● **Stored rows**
--
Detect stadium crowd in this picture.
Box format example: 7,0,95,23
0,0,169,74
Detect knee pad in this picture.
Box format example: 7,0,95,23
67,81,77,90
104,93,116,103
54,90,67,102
--
● **Exercise description**
Copy every one of the records above word for word, keeping each line as it appears.

● **Answer to this task**
Detect stadium crowd in this picture.
Box format example: 7,0,95,23
0,0,169,74
Detect knee pad in this picture.
Box format example: 7,0,95,23
67,81,77,90
104,93,116,103
54,90,67,102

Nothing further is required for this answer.